**** Provided data

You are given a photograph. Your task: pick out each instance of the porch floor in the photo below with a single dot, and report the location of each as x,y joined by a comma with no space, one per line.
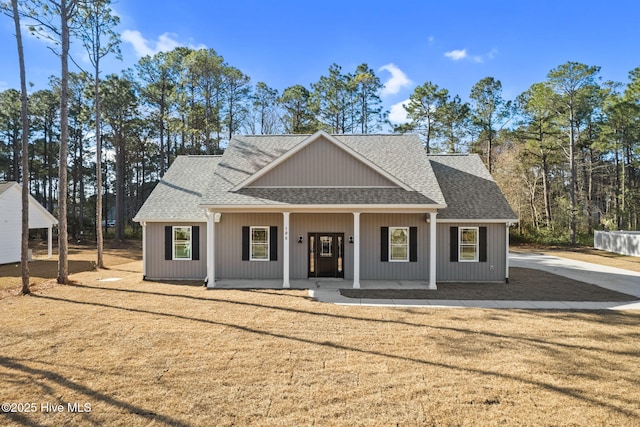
320,284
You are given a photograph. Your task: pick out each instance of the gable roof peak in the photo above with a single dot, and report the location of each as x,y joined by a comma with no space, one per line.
334,139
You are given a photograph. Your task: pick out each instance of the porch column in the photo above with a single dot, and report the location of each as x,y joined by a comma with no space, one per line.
49,241
211,247
144,249
285,261
432,250
356,250
506,255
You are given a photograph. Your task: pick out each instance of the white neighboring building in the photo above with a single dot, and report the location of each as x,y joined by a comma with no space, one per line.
11,220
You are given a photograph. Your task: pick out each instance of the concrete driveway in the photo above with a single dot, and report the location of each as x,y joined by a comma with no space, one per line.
615,279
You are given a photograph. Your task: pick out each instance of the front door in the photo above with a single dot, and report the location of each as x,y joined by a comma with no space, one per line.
326,254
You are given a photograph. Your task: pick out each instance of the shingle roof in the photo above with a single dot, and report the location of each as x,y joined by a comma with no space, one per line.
401,156
461,182
4,185
469,189
178,194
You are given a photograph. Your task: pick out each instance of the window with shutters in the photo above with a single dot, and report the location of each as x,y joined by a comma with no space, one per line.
182,243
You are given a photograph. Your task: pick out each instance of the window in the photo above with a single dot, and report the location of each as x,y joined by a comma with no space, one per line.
398,243
468,244
182,243
259,243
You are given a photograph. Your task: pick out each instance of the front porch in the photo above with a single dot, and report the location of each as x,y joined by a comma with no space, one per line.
358,251
316,283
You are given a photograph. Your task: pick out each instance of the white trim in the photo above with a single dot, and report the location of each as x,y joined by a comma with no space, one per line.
368,208
251,228
211,247
285,261
144,248
432,250
478,221
476,244
173,243
356,250
307,141
506,251
408,244
50,240
191,221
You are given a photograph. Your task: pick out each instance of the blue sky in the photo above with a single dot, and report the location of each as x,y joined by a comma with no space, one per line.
451,43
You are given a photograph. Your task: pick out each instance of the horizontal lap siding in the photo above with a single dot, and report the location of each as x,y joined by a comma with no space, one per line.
228,236
159,268
491,271
302,224
370,265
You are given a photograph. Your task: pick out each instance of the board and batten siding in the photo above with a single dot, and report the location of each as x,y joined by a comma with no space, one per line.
322,164
10,226
371,266
158,268
228,236
493,270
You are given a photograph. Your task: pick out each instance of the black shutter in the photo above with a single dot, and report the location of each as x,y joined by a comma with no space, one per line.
413,244
245,243
168,242
195,243
482,240
384,244
273,243
453,242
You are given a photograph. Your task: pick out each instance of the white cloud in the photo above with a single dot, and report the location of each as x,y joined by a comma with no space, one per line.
397,113
456,55
397,81
165,42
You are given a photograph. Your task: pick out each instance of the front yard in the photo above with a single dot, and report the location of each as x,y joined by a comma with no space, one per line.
140,353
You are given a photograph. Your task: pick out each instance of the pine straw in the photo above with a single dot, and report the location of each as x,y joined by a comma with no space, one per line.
144,353
524,285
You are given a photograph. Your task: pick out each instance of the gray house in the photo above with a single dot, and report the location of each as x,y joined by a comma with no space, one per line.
353,207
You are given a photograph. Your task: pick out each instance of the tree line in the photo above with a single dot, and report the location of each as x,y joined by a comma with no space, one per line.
565,151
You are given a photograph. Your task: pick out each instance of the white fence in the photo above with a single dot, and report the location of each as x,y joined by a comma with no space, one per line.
620,242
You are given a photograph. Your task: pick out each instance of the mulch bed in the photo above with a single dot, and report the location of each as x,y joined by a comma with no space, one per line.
524,285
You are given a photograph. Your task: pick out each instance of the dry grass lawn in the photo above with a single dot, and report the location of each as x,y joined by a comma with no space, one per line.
147,353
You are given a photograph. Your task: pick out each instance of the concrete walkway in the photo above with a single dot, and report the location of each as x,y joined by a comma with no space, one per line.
616,279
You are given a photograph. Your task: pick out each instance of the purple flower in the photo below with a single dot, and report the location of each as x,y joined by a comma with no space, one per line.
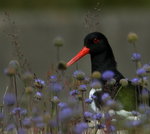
112,128
82,88
135,81
88,101
9,99
16,110
1,116
37,119
105,96
40,125
107,75
65,113
101,126
88,114
23,112
10,127
136,57
135,113
22,131
62,105
97,116
40,81
141,72
56,87
74,92
81,127
27,123
94,97
53,78
79,75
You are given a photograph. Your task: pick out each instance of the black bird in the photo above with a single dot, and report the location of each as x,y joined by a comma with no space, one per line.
102,59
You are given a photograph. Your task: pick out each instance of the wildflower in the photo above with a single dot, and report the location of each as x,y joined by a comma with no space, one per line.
9,99
74,92
9,71
65,113
111,103
100,126
96,75
88,101
14,64
29,90
62,105
1,116
53,78
27,122
82,88
132,37
135,113
96,85
146,67
136,57
81,127
56,87
46,117
39,83
79,75
55,99
123,82
22,131
58,42
111,82
40,125
38,96
62,66
105,97
107,75
37,119
135,81
88,114
141,72
145,94
94,97
10,127
27,76
97,116
16,110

********

# [Your goal]
Return every line from the one holding "of the wildflower" through the end of the data, exactly as it appears, with both ends kept and nothing else.

# [The solution]
You are given a photograph. Your task: pick out each instance of the wildflower in the photo above with a single dot, and report the location of each as x,y joined by a comma with no space, one per line.
9,99
74,92
9,71
65,113
111,103
100,126
96,75
88,101
14,64
29,90
62,105
1,116
53,78
27,122
82,88
132,37
135,113
96,85
146,67
136,57
81,127
56,87
46,117
39,83
79,75
55,99
123,82
22,131
58,42
111,82
40,125
38,96
62,66
105,97
107,75
37,119
135,81
88,114
141,72
145,94
94,97
10,127
27,76
97,116
16,110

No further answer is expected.